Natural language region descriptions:
== Segment start ==

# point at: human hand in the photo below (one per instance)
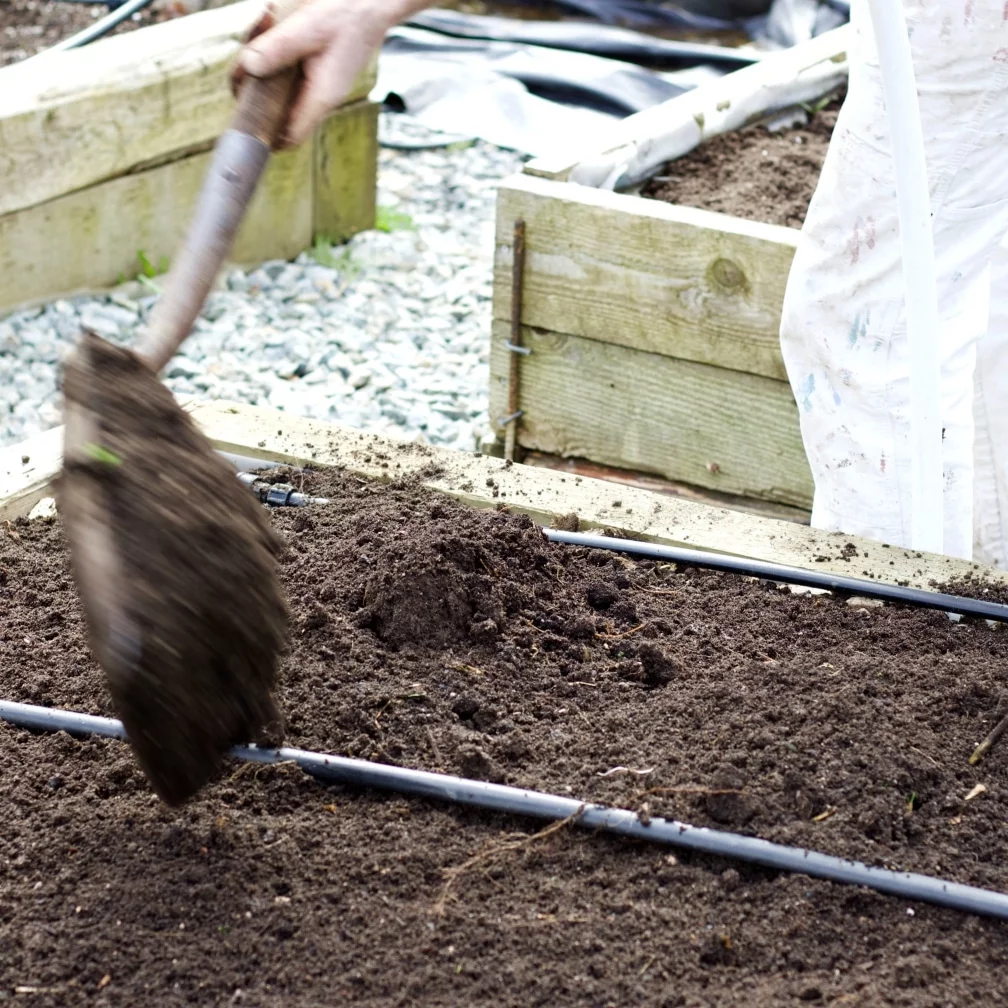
(333, 40)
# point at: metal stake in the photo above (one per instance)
(514, 347)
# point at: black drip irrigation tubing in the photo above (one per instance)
(977, 608)
(535, 804)
(99, 29)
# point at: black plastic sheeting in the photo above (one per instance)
(596, 83)
(597, 39)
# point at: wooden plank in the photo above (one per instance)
(645, 274)
(90, 239)
(730, 431)
(346, 172)
(484, 482)
(659, 485)
(26, 471)
(73, 119)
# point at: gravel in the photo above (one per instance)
(389, 333)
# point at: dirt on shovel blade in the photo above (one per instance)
(197, 560)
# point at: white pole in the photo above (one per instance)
(913, 204)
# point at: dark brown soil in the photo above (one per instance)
(436, 637)
(182, 599)
(28, 26)
(752, 172)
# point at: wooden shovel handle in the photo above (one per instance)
(239, 159)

== Segment end ==

Nothing but the lines from the one with "# point at: white" through the final line of the data belongs in the answer, and they must match exactly.

**Answer space**
# point at: white pole in the photo above (one per instance)
(913, 204)
# point at: dark brown soil in the photo above (one per instance)
(436, 637)
(182, 599)
(28, 26)
(752, 172)
# point at: wooden shovel handle in the photo above (one per instance)
(239, 159)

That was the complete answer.